**AIM OF THE EXERCISE**. Copy out each line of the entries below in which the string "table" appears.

--------

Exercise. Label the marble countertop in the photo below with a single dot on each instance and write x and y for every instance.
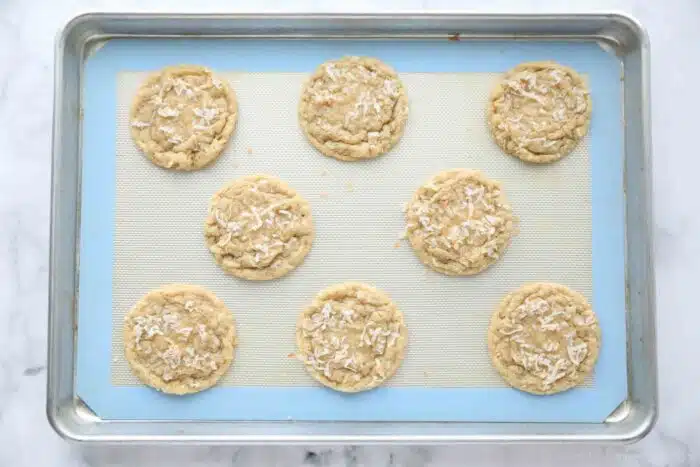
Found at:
(27, 31)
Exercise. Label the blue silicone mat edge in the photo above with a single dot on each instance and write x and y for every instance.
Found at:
(93, 383)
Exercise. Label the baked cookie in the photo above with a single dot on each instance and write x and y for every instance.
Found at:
(354, 108)
(544, 338)
(539, 111)
(351, 338)
(459, 222)
(182, 117)
(179, 339)
(258, 228)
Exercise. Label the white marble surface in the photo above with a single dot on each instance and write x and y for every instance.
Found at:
(27, 30)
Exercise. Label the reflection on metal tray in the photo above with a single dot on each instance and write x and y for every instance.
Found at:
(616, 33)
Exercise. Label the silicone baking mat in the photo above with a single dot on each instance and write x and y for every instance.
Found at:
(144, 225)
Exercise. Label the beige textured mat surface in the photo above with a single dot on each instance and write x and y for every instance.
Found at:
(357, 212)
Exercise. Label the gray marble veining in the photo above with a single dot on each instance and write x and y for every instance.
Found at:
(27, 31)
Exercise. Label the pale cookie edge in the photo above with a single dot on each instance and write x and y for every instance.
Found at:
(289, 266)
(215, 149)
(177, 388)
(402, 341)
(591, 359)
(497, 91)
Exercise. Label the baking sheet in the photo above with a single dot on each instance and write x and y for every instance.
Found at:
(357, 213)
(157, 235)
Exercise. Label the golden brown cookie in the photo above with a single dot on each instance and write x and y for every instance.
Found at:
(544, 338)
(183, 117)
(258, 228)
(351, 338)
(539, 111)
(353, 108)
(459, 222)
(179, 339)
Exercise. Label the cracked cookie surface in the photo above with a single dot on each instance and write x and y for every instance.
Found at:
(351, 338)
(544, 338)
(258, 228)
(539, 111)
(353, 108)
(183, 117)
(179, 339)
(459, 222)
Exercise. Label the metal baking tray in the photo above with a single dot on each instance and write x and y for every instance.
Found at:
(617, 33)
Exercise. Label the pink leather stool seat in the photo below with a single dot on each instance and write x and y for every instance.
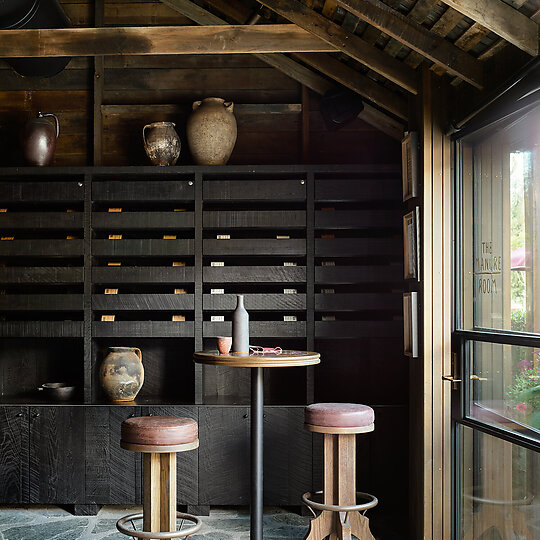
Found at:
(159, 430)
(340, 415)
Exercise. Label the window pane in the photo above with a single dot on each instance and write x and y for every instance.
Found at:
(501, 228)
(504, 387)
(500, 489)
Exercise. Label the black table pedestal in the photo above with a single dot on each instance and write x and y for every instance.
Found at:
(257, 418)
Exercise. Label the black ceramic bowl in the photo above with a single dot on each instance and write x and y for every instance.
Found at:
(57, 391)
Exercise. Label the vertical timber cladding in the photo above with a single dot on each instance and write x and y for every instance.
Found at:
(437, 307)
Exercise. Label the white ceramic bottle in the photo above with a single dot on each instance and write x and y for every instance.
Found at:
(240, 327)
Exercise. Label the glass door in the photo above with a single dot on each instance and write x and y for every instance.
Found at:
(496, 402)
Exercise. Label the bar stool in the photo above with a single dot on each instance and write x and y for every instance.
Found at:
(159, 438)
(340, 515)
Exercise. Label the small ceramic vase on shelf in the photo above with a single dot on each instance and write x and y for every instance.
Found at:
(39, 139)
(121, 373)
(240, 343)
(162, 143)
(211, 131)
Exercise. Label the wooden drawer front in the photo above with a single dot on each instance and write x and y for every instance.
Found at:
(254, 190)
(122, 190)
(41, 191)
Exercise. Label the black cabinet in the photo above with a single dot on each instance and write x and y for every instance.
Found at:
(113, 475)
(13, 454)
(42, 455)
(153, 258)
(224, 455)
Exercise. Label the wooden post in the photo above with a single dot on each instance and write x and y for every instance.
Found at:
(305, 124)
(99, 72)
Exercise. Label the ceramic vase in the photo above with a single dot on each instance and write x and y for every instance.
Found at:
(39, 139)
(122, 373)
(240, 343)
(211, 131)
(162, 143)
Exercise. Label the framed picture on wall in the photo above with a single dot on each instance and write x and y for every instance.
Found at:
(410, 245)
(409, 165)
(410, 324)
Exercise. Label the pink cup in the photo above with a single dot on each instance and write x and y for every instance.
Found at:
(224, 344)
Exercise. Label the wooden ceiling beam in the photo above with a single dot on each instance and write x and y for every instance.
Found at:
(415, 36)
(325, 64)
(502, 19)
(281, 62)
(346, 42)
(230, 39)
(356, 81)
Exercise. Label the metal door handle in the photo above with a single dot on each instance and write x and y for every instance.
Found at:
(450, 378)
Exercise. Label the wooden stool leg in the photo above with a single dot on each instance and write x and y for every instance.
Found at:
(168, 492)
(151, 492)
(360, 526)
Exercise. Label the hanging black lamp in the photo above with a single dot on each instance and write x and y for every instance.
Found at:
(339, 107)
(18, 14)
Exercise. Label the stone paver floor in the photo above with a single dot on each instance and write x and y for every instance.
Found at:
(54, 523)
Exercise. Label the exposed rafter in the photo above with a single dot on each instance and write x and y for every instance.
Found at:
(416, 37)
(345, 41)
(356, 81)
(323, 63)
(502, 19)
(167, 40)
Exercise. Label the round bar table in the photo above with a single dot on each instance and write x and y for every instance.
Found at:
(257, 361)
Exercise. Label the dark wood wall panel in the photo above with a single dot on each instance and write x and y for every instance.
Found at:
(187, 463)
(224, 455)
(113, 475)
(57, 444)
(13, 454)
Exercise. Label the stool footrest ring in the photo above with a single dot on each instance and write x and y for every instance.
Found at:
(372, 501)
(120, 525)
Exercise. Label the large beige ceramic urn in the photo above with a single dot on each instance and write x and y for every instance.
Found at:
(121, 373)
(211, 131)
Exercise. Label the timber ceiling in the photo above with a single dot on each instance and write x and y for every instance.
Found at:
(383, 44)
(375, 48)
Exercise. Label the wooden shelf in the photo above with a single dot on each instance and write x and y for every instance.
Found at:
(141, 302)
(255, 246)
(46, 191)
(57, 275)
(254, 190)
(41, 248)
(350, 275)
(369, 190)
(143, 248)
(255, 219)
(41, 329)
(142, 220)
(269, 329)
(358, 302)
(136, 329)
(357, 219)
(358, 329)
(147, 190)
(143, 274)
(256, 302)
(41, 220)
(41, 302)
(254, 274)
(357, 247)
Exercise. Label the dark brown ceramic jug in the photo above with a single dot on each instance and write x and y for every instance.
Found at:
(39, 139)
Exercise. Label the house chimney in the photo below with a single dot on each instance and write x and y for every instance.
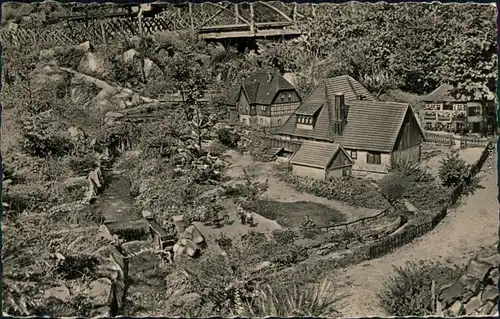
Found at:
(339, 114)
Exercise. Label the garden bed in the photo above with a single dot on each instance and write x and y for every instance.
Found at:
(292, 214)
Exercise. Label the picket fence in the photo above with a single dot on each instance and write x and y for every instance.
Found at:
(411, 232)
(450, 140)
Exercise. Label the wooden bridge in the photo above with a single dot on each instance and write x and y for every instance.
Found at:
(211, 21)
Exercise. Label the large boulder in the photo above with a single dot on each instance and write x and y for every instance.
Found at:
(451, 293)
(61, 293)
(478, 269)
(92, 63)
(47, 76)
(101, 292)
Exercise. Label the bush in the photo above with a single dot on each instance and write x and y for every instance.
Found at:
(293, 214)
(284, 237)
(454, 170)
(408, 292)
(228, 137)
(278, 300)
(354, 191)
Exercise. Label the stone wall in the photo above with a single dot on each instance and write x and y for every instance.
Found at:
(474, 293)
(106, 293)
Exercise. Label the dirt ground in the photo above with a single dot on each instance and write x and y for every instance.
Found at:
(279, 191)
(235, 229)
(461, 235)
(470, 155)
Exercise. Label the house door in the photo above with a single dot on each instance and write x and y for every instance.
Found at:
(346, 171)
(476, 127)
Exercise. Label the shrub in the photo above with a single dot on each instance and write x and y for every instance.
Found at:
(454, 170)
(408, 292)
(284, 237)
(82, 165)
(354, 191)
(293, 214)
(278, 300)
(228, 137)
(395, 185)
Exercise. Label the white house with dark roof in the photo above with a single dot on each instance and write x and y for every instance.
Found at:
(321, 160)
(373, 133)
(265, 99)
(443, 111)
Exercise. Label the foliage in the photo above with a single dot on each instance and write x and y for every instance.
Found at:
(454, 170)
(228, 137)
(292, 214)
(412, 47)
(284, 237)
(394, 186)
(294, 300)
(355, 192)
(408, 291)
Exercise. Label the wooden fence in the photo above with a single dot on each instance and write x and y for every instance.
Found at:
(411, 232)
(439, 139)
(96, 30)
(450, 140)
(358, 221)
(289, 146)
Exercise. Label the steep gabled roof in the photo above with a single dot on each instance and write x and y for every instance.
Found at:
(351, 89)
(443, 94)
(315, 102)
(259, 90)
(316, 154)
(373, 125)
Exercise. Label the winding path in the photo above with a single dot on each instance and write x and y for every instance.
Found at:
(461, 235)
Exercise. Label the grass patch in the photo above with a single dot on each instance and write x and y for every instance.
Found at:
(293, 214)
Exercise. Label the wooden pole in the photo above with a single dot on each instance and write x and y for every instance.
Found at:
(252, 20)
(237, 13)
(139, 16)
(103, 33)
(191, 20)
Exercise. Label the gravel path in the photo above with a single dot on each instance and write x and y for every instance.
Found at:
(472, 226)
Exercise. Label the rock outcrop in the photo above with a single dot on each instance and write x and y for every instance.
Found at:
(474, 293)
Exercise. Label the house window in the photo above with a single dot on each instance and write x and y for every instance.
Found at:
(373, 158)
(474, 111)
(447, 107)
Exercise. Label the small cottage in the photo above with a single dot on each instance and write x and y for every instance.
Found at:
(321, 160)
(373, 133)
(445, 112)
(265, 99)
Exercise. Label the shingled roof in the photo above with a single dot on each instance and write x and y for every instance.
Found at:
(259, 90)
(315, 154)
(352, 90)
(443, 94)
(371, 125)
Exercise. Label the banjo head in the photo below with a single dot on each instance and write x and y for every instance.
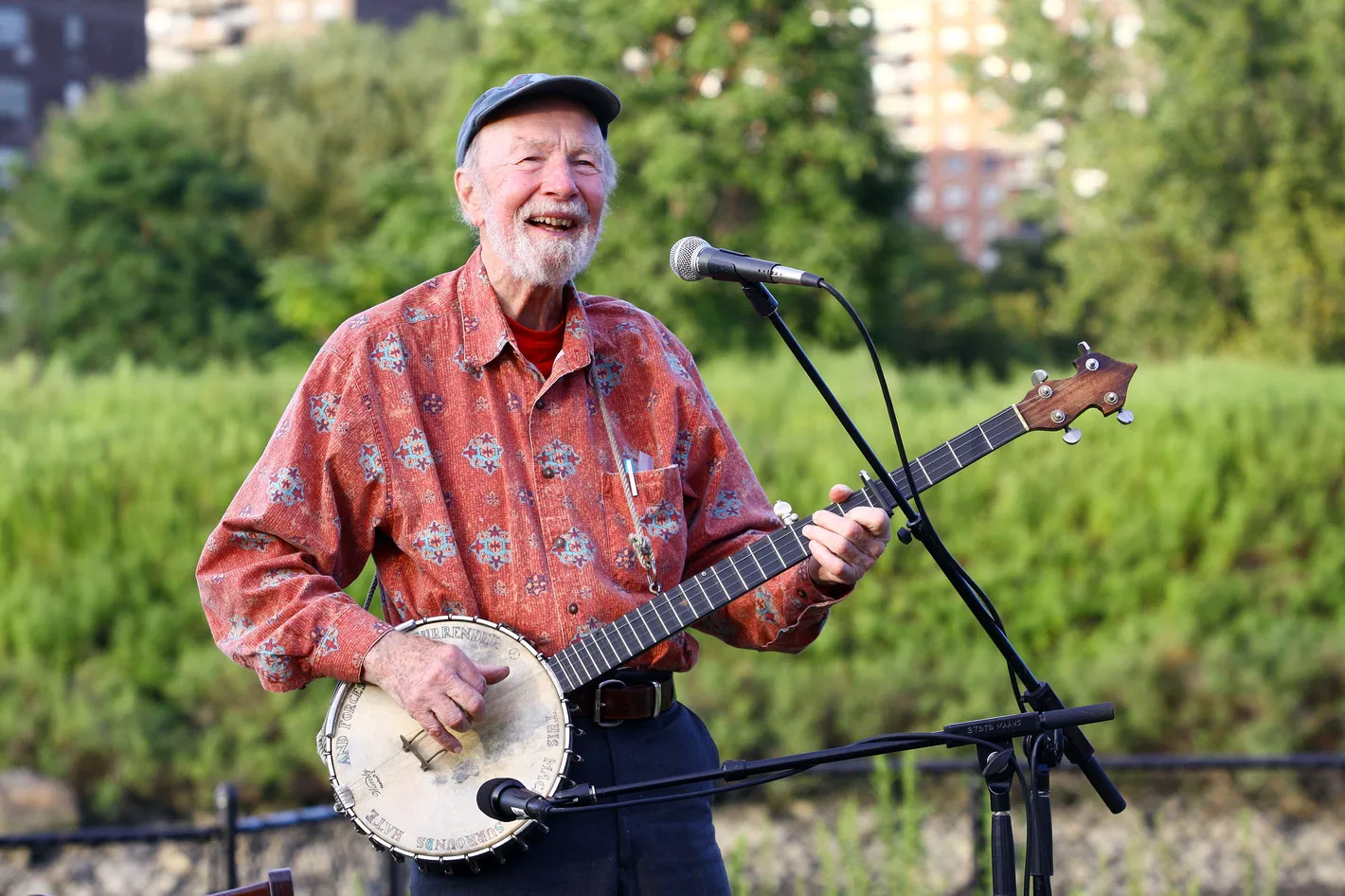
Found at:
(415, 798)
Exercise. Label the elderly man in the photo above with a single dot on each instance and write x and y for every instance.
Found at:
(502, 444)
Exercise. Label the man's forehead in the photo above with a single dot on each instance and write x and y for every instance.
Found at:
(544, 120)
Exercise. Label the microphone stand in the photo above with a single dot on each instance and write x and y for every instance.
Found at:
(1040, 696)
(508, 799)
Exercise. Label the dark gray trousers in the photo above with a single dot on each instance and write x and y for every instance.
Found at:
(643, 851)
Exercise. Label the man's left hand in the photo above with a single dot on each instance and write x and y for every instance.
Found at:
(844, 547)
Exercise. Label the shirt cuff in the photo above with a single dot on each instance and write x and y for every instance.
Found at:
(357, 631)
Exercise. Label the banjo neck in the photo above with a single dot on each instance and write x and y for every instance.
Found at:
(601, 650)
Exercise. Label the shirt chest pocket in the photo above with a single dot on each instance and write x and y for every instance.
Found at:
(658, 506)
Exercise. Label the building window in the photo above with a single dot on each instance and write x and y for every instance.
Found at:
(13, 99)
(13, 26)
(76, 95)
(11, 159)
(954, 101)
(74, 31)
(955, 136)
(327, 9)
(923, 201)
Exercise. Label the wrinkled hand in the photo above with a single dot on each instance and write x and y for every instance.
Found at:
(844, 547)
(438, 684)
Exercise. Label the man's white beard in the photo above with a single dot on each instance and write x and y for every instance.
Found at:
(538, 260)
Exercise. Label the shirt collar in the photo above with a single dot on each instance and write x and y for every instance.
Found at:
(486, 330)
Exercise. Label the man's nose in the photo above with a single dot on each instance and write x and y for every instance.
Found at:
(559, 179)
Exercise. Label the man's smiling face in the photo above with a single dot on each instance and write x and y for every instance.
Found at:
(537, 189)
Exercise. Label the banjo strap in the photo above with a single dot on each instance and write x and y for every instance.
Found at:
(375, 585)
(640, 543)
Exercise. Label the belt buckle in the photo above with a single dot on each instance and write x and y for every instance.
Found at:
(598, 703)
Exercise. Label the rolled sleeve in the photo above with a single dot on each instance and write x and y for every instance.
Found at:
(273, 573)
(727, 512)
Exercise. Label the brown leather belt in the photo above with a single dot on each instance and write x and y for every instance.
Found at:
(626, 697)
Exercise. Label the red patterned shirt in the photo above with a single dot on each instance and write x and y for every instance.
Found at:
(422, 438)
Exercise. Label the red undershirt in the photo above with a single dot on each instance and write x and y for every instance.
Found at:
(538, 346)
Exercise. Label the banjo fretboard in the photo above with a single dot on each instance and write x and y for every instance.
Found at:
(601, 650)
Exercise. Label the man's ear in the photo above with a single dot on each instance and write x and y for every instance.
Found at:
(466, 188)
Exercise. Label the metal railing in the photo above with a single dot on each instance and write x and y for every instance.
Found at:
(227, 822)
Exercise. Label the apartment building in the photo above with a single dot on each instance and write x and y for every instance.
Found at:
(971, 165)
(51, 50)
(186, 31)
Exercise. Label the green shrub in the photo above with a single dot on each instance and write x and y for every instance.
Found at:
(1185, 566)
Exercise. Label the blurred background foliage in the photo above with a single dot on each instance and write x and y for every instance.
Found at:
(1187, 566)
(178, 249)
(332, 179)
(1197, 202)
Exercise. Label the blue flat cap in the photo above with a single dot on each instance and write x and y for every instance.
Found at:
(596, 97)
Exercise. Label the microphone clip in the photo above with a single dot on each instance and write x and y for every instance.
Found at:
(761, 297)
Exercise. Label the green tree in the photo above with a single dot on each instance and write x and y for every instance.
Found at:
(127, 240)
(748, 124)
(1217, 139)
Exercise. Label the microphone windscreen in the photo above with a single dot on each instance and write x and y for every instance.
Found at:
(682, 258)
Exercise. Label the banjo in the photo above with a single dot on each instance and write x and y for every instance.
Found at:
(409, 796)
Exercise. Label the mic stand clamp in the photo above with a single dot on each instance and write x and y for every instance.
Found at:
(1044, 751)
(998, 768)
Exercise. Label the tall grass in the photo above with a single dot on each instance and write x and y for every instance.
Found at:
(1187, 568)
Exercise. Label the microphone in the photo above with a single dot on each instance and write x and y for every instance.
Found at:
(508, 799)
(693, 259)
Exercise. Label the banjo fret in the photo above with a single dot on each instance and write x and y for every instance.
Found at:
(387, 791)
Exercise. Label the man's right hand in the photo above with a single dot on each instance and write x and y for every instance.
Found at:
(438, 684)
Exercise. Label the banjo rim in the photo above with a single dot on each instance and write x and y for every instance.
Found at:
(515, 837)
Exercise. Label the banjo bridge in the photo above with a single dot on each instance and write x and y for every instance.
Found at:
(409, 747)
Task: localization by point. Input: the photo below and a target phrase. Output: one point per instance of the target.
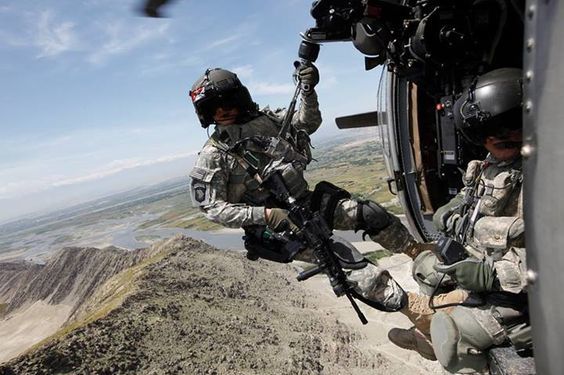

--------

**REPLY TO THE TASK**.
Exercise. Label the black table pedestal in the photo above with a single dot on each instance and write x and y for every instance.
Exercise. Label the round bar table in the photo above with a single dot on each instance and write x and y for every instance.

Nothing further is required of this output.